■ ÉNONCÉ 1 ■
Combien de députées compte l'Assemblée nationale élue en 2017, d'après le texte sur la féminisation du Palais Bourbon ?
■ ÉNONCÉ 2 ■
Rédigez la suite du texte sur la féminisation du Palais Bourbon, à partir de sa dernière phrase.

Graphique 1 – Proportion de nouveaux députés par rapport au nombre
de sièges de l’Assemblée nationale (en % des députés)

La parité n’est plus une chimère
L’un des changements les plus visibles au sein du Palais Bourbon élu en 2017 est sa féminisation. Comme on le sait, longtemps la proportion des femmes au Parlement – tant à l’Assemblée nationale qu’au Sénat – a été négligeable. La politiste Catherine Achin l’a expliqué – non sans recourir à une tautologie subtile – par « la spécificité du fonctionnement du champ politique (qui) a conduit à construire et à reproduire les représentations du métier de député comme un métier d’hommes, longtemps interdit et toujours difficilement accessible aux femmes »4. Mais les élections de 2017 démentent pour la première fois, et assez superbement, cette analyse. Il est vrai que, plus de quinze ans après la loi du 18 juin 2000 « tendant à favoriser l’égal accès des femmes et des hommes aux mandats électoraux et fonctions électives », les premières demeuraient nettement sous-représentées au sein de toutes instances politiques. Mais leur nombre fait un bond au Palais Bourbon à la suite des élections de 2017 (graphique 2).
Graphique 2 – La proportion des femmes au Parlement
(en % des parlementaires)

En effet, 155 députées étaient dénombrées dans l’assemblée sortante (27 % de l’effectif) ; elles sont désormais 224 (39 %). À ce rythme de progression, la parité serait atteinte dès 2022. Encore faudra-t-il que LREM s’installe dans le paysage politique car la formation nouvelle est celle qui a favorisé cette féminisation. Le groupe des parlementaires LREM compte en effet 47 % de femmes. Les autres groupes font moins bien, voire beaucoup moins bien : 46 % de femmes au MoDem, 41 % pour LFI, 38 % pour le PS, 25 % pour le Front national (FN), 23 % pour Les Républicains (LR), 20 % pour le Parti communiste français (PCF) et sa poignée d’alliés ultramarins5, 17 % pour l’Union des démocrates et indépendants (UDI)6. Par rapport à 2012, ces chiffres sont stables pour le PS et le PCF. Ils sont légèrement en progression pour LR et, dans une moindre mesure, à l’UDI puisque, en 2012, l’UMP, rassemblant alors les députés des deux formations, comptabilisait 14 % de femmes au sein de son groupe politique de l’Assemblée nationale.

■ Données recueillies ■

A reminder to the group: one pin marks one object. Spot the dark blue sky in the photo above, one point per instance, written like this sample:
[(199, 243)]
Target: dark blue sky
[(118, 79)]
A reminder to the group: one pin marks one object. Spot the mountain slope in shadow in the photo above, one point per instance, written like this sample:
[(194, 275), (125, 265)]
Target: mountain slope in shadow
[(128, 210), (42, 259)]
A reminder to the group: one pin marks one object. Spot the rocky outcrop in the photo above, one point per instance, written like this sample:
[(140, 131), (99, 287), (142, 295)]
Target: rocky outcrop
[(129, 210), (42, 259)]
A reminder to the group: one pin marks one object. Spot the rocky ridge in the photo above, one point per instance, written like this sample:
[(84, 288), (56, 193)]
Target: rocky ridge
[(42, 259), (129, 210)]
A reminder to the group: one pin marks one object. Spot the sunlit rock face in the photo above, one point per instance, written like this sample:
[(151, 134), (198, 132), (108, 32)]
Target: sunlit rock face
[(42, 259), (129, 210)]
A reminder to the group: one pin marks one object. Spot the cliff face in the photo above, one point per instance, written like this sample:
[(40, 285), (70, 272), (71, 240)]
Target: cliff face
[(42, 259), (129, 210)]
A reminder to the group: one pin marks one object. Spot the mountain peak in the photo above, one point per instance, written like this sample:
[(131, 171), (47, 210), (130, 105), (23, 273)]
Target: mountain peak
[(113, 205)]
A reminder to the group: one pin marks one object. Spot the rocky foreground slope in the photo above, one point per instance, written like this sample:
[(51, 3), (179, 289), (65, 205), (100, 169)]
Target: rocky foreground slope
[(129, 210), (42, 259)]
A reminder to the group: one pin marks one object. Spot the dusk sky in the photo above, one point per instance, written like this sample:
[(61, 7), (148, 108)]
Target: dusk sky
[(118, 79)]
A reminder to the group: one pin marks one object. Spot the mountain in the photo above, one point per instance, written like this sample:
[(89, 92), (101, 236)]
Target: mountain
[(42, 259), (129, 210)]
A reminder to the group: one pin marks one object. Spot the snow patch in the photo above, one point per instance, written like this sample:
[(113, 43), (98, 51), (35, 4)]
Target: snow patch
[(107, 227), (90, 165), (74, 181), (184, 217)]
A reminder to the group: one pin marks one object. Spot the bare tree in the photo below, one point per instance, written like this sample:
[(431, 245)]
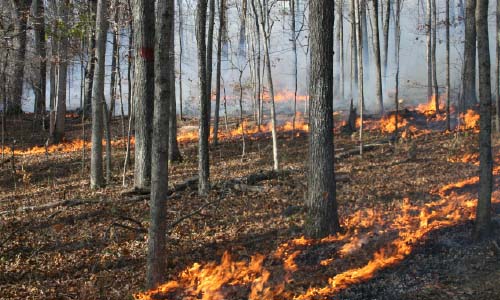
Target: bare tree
[(96, 176), (469, 67), (39, 25), (376, 52), (321, 204), (21, 13), (266, 30), (144, 26), (482, 227), (222, 9), (164, 62), (204, 125)]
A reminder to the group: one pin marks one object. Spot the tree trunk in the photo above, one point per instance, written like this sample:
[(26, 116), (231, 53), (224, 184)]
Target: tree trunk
[(40, 88), (96, 176), (20, 28), (428, 29), (218, 75), (322, 217), (181, 50), (62, 75), (434, 63), (376, 52), (469, 68), (90, 69), (448, 87), (266, 30), (497, 123), (204, 126), (387, 23), (210, 42), (164, 60), (144, 26), (396, 52), (482, 227), (361, 92)]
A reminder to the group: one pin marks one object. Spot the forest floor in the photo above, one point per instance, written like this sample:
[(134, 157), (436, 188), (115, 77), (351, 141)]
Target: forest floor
[(406, 210)]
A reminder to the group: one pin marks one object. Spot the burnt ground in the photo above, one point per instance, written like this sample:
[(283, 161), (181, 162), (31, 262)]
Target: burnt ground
[(97, 250)]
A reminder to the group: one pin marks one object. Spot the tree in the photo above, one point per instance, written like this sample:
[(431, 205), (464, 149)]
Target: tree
[(39, 25), (469, 67), (164, 62), (57, 135), (482, 227), (322, 208), (266, 30), (222, 9), (96, 176), (376, 52), (144, 26), (21, 12), (204, 126)]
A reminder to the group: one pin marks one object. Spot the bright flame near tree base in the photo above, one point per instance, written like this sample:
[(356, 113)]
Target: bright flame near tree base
[(410, 222)]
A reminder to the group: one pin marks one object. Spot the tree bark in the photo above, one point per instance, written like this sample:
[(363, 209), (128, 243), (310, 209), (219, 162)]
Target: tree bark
[(164, 62), (22, 11), (210, 42), (62, 76), (482, 227), (40, 88), (144, 26), (222, 9), (204, 125), (376, 52), (434, 63), (448, 87), (322, 217), (96, 175), (469, 68)]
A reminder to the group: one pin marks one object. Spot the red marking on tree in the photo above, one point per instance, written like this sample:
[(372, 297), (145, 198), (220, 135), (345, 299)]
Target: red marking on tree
[(147, 53)]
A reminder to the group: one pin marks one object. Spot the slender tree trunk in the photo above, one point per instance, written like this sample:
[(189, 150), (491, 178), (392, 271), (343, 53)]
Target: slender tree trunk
[(210, 42), (387, 23), (448, 87), (96, 176), (62, 76), (266, 29), (114, 60), (218, 75), (20, 28), (482, 227), (376, 52), (497, 121), (90, 69), (181, 50), (40, 89), (144, 27), (361, 96), (204, 126), (469, 68), (295, 64), (164, 59), (434, 63), (354, 52), (107, 130), (396, 76), (428, 29), (322, 217), (174, 154)]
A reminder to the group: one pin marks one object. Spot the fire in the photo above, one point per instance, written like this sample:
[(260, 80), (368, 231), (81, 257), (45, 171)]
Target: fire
[(470, 120), (66, 146), (408, 222)]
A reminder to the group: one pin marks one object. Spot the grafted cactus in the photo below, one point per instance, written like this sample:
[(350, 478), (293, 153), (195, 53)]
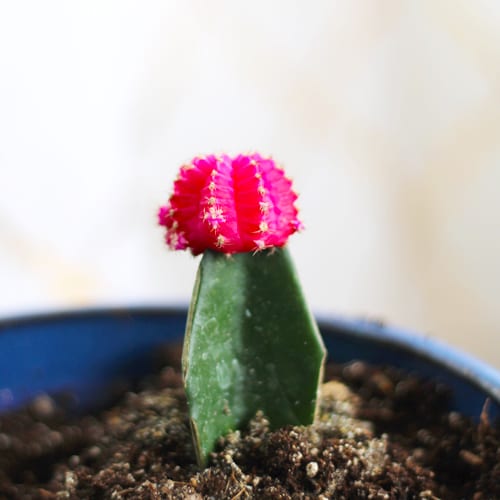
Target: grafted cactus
[(251, 343)]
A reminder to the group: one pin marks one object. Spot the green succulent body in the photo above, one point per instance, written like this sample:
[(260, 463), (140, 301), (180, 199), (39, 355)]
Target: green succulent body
[(251, 344)]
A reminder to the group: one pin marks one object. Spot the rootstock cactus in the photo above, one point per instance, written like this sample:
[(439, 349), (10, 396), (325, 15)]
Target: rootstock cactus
[(251, 343)]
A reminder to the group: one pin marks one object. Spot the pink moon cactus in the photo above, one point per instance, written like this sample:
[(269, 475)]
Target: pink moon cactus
[(251, 343), (230, 205)]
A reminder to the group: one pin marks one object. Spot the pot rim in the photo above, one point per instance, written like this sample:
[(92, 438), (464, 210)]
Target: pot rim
[(418, 345)]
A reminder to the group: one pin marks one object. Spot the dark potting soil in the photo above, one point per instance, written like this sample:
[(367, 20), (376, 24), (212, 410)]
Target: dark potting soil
[(381, 434)]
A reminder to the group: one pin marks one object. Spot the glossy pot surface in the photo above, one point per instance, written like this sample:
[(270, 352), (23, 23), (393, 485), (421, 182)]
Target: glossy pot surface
[(90, 354)]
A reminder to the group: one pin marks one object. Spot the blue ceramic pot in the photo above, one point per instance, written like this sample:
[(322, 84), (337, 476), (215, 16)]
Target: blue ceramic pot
[(89, 353)]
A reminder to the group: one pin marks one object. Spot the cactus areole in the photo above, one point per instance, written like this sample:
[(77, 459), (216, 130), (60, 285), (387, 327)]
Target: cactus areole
[(251, 343)]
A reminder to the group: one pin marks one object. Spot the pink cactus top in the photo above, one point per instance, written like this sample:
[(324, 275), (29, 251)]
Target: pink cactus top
[(230, 205)]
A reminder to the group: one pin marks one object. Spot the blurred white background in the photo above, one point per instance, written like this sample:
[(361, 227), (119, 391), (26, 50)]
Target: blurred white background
[(385, 113)]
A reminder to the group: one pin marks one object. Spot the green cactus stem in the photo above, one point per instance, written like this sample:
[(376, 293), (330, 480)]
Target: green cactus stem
[(251, 344)]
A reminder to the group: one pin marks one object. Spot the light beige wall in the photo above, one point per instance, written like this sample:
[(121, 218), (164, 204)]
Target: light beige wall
[(385, 113)]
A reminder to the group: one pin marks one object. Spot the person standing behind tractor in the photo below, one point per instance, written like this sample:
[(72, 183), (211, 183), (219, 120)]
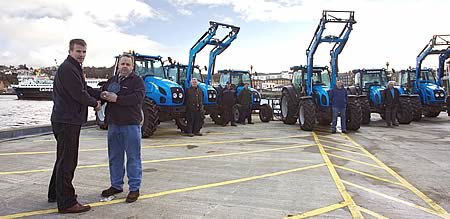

■ RÉPONSE 1 ■
Elles sont 224, soit 39 % des députés.

■ RÉPONSE 2 ■
Autrement dit, le vecteur de cette féminisation a été une formation nouvelle, qui n’avait pas de sortants à préserver et, d’une certaine manière, en rupture avec les pratiques politiques antérieures et à la façon dont se construisent habituellement les carrières politiques, même s’il existe aussi certains parallèles et des ambiguïtés. A contrario, les « héritiers » des formations les plus anciennes – communistes et notables de l’UDI – demeurent les groupes politiques les plus masculins. Si l’on s’en tient aux seuls primo-députés, la parité est proche puisque 44 % de femmes sont recensés parmi ces derniers (contre 39 % en 2012).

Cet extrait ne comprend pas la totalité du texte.